■ Requirements
Repeat the following entries word for word, without changing anything.

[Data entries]
===

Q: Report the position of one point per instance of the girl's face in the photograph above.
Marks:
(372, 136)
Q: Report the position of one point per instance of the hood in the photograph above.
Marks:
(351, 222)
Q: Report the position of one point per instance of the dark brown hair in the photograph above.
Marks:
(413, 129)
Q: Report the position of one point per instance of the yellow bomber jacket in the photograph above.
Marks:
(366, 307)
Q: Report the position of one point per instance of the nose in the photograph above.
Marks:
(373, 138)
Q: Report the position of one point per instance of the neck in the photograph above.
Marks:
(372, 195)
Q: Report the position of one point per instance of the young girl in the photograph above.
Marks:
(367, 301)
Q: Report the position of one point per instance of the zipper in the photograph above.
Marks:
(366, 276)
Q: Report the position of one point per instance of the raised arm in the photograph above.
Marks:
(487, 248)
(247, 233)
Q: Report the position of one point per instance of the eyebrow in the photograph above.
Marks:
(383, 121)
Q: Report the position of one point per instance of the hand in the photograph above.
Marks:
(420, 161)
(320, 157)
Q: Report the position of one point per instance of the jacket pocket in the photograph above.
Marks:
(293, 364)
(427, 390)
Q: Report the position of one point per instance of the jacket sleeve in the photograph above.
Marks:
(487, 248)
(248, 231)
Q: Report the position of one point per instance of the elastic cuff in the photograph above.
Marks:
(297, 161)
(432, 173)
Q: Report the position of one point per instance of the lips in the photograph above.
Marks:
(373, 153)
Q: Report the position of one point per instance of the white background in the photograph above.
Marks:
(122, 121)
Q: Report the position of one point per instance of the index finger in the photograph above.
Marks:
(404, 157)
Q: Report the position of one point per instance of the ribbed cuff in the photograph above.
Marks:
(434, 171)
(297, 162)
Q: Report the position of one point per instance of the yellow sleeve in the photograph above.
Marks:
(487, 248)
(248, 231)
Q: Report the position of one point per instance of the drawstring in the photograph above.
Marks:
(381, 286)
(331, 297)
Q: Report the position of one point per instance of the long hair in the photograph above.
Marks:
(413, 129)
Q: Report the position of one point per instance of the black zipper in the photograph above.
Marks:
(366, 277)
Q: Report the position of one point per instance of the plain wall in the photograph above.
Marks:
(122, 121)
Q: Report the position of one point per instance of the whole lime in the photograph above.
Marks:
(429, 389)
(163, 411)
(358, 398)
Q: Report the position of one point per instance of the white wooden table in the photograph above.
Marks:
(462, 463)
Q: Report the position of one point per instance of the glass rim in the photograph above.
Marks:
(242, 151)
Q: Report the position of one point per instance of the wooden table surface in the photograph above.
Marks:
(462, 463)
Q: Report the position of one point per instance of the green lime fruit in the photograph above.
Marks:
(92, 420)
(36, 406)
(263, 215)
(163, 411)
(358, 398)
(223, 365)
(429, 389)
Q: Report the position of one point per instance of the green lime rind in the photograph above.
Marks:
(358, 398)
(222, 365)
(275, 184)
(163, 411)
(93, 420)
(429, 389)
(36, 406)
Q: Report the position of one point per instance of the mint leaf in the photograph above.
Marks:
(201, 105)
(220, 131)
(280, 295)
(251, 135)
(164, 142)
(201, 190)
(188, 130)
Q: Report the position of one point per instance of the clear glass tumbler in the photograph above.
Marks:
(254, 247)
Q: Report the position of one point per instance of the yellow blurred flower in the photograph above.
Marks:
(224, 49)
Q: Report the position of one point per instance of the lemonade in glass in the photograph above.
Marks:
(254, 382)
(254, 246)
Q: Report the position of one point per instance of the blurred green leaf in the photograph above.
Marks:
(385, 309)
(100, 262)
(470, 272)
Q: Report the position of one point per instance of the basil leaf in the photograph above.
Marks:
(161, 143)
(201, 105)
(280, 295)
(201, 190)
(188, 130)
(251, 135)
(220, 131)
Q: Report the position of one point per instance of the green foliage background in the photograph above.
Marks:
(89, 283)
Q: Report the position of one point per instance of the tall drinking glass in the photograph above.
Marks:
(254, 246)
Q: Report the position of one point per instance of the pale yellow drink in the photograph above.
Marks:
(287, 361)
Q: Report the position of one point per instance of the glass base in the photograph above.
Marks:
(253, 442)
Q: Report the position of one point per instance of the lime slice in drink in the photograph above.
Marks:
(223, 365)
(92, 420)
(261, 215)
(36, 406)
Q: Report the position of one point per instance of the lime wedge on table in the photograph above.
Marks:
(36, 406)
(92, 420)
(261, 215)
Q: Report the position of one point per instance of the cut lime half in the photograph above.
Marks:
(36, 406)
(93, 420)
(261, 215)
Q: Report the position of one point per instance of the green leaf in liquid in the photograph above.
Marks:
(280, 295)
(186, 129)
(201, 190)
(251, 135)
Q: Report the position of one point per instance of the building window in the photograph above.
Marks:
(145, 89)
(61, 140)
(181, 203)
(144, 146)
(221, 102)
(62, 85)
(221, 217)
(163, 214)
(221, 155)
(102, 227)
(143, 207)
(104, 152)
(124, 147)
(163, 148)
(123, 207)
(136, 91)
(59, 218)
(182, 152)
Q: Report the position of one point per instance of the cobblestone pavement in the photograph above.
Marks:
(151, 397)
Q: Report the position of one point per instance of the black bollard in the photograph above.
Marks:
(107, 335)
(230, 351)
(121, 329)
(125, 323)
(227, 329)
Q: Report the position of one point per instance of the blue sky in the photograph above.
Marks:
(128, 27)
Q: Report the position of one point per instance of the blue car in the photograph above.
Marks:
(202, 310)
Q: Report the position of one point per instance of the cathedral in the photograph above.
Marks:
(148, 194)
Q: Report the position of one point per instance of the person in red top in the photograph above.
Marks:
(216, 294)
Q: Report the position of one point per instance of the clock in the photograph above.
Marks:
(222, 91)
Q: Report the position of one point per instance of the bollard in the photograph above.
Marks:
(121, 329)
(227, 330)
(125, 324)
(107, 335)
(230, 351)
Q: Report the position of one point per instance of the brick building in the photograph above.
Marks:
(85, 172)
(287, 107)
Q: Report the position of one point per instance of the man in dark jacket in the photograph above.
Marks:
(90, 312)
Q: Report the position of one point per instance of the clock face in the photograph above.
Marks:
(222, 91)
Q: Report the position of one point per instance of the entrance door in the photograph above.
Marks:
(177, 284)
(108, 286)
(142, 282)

===

■ Answer to the exercise
Q: Report the position of one point per instance of the girl's face in the photograph above.
Marks:
(372, 136)
Q: Report the position of one point per instance of the hood in the photograph above.
Marks:
(351, 222)
Q: Report the position of one point per instance of the dark brown hair in the photograph above.
Marks:
(413, 129)
Q: Report the position of one point per instance of the yellow bomber jacket in the photograph above.
Marks:
(366, 307)
Q: Report the position of one point per instance of the nose in the photograph above.
Marks:
(373, 138)
Q: Report the position of one point per instance of the neck in the photograph above.
Marks:
(372, 195)
Q: Report the position of one point per instance of the young girl in the photograph above.
Marks:
(367, 301)
Q: Report the position of one point per instance of the zipper in the photograph above.
Marks:
(366, 276)
Q: Report the position of one point per instance of the raised arm in the photograph above.
Marks:
(487, 248)
(247, 233)
Q: Report the position of one point per instance of the eyebrow in the photograph above.
Marks:
(383, 121)
Q: Report the position of one point per instance of the hand in the photograph above.
Marks:
(420, 161)
(320, 157)
Q: Report the position of one point per instance of the jacket pocket in the photograph above.
Marks:
(293, 364)
(427, 390)
Q: Report the position of one point per instance of the jacket sleeve in the photograph above.
Marks:
(487, 248)
(248, 231)
Q: Report the position of one point per instance of the elastic cuff in the photograph above.
Marks:
(297, 161)
(432, 173)
Q: Report the position of one point per instance of the lips in the photograph above.
Marks:
(373, 153)
Q: Report the position of one point per instance of the white background in the photograph above.
Marks:
(122, 121)
Q: Report the position of one point per instance of the index finger in the photograph above.
Marks:
(404, 157)
Q: Report the position of one point per instance of the ribbed cuff in the photograph above.
Marks:
(434, 171)
(297, 162)
Q: Report the position of one point per instance of the yellow sleeve in the photograph above.
Marks:
(487, 248)
(248, 231)
Q: Report the position of one point per instance of the drawstring in the photograph above.
Marks:
(381, 286)
(331, 297)
Q: Report the position of one point per instance of the long hair in the photograph above.
Marks:
(413, 129)
Q: Report the position of one point per instance of the black zipper in the photograph above.
Marks:
(366, 277)
Q: Report the position of one point per instance of the plain wall in the photograph above.
Marks:
(122, 121)
Q: Report the position of one point per instance of the whole lime in the photograph above.
Marks:
(429, 389)
(163, 411)
(358, 398)
Q: Report the position of one point per instance of the white wooden table in the photograph above.
Marks:
(462, 463)
Q: Report the position of one point per instance of the glass rim in the photograph above.
Marks:
(242, 151)
Q: Report the position of one point per instance of the wooden table surface in the photograph above.
Marks:
(462, 463)
Q: Report the position of one point per instance of the green lime fruit in the photograph above.
Marks:
(92, 420)
(36, 406)
(263, 215)
(163, 411)
(358, 398)
(223, 365)
(429, 389)
Q: Report the position of one point per instance of the green lime rind in the photograph above.
Marks:
(358, 398)
(222, 365)
(275, 184)
(163, 411)
(93, 420)
(429, 389)
(36, 406)
Q: Report the position of one point per instance of the mint leaf in the photograph above.
Marks:
(201, 105)
(220, 131)
(280, 295)
(251, 135)
(164, 142)
(201, 190)
(188, 130)
Q: Report the position of one point per instance of the clear glass tumbler in the photograph above.
Marks:
(254, 247)
Q: Report the position of one point per instance of the yellow blurred flower in the photograph above.
Marks:
(224, 49)
Q: Report the position of one point per instance of the lemonade in glass in the photograph above.
Marks:
(254, 382)
(254, 246)
Q: Report the position of one point per instance of the blurred green leaf in the photograph above.
Marks:
(385, 309)
(100, 262)
(470, 272)
Q: Report the position of one point per instance of the basil leaf in the photograph above.
Marks:
(161, 143)
(201, 105)
(280, 295)
(201, 190)
(188, 130)
(251, 135)
(220, 131)
Q: Report the position of one point per instance of the green foliage background in the photograph above.
Marks:
(89, 283)
Q: Report the position of one point per instance of the tall drinking glass in the photograph above.
Marks:
(254, 246)
Q: Report the position of one point per instance of the pale yellow drink in the photograph above.
Marks:
(287, 361)
Q: Report the position of one point per instance of the glass base in the photograph above.
Marks:
(253, 442)
Q: Report the position of one point per instance of the lime slice in drink in the photograph above.
Marks:
(223, 365)
(92, 420)
(261, 215)
(36, 406)
Q: Report the position of one point per instance of the lime wedge on table in the photograph above.
Marks:
(36, 406)
(92, 420)
(261, 215)
Q: Report the position of one point per instance of the cut lime half in the photograph above.
Marks:
(36, 406)
(93, 420)
(261, 215)
Q: Report the position of one point per instance of the green leaf in liquid in the photograph above.
Marks:
(280, 295)
(186, 129)
(201, 190)
(251, 135)
Q: Report the position of one point per instance of the building window in the photograph above.
Marks:
(145, 89)
(61, 140)
(181, 203)
(144, 146)
(221, 102)
(62, 85)
(221, 217)
(163, 214)
(221, 155)
(102, 227)
(143, 207)
(104, 152)
(124, 147)
(163, 148)
(123, 207)
(136, 91)
(59, 218)
(182, 152)
Q: Report the position of one point per instance of the cobblestone pavement in the photograph above.
Marks:
(151, 397)
Q: Report the position of one point per instance of the black bollard in the photograph above.
Marks:
(107, 335)
(230, 351)
(121, 329)
(125, 323)
(227, 329)
Q: Report the position of one point per instance of the blue sky in the photograph above.
Marks:
(128, 27)
Q: Report the position of one point per instance of the blue car in the photograph above.
Marks:
(202, 310)
Q: Report the position of one point per instance of the cathedral in the photograph above.
Marks:
(148, 194)
Q: Report the position of one point per instance of the person in red top in the photograph above.
Marks:
(216, 294)
Q: Report the position of one point per instance of the clock in the photograph above.
Marks:
(222, 91)
Q: Report the position of one point per instance of the bollard in the photograph above.
Marks:
(121, 329)
(227, 330)
(125, 324)
(107, 335)
(230, 351)
Q: Report the position of one point per instance of the brick building in the photograph above.
Marks:
(85, 172)
(287, 107)
Q: Report the position of one point per instance of the man in dark jacket in the photograph above.
Marks:
(90, 312)
Q: Report the position of one point per instance of the clock face in the photograph above.
Marks:
(222, 91)
Q: Report the position of one point per instance of the entrance door in the photograph above.
Marks:
(177, 284)
(108, 286)
(142, 282)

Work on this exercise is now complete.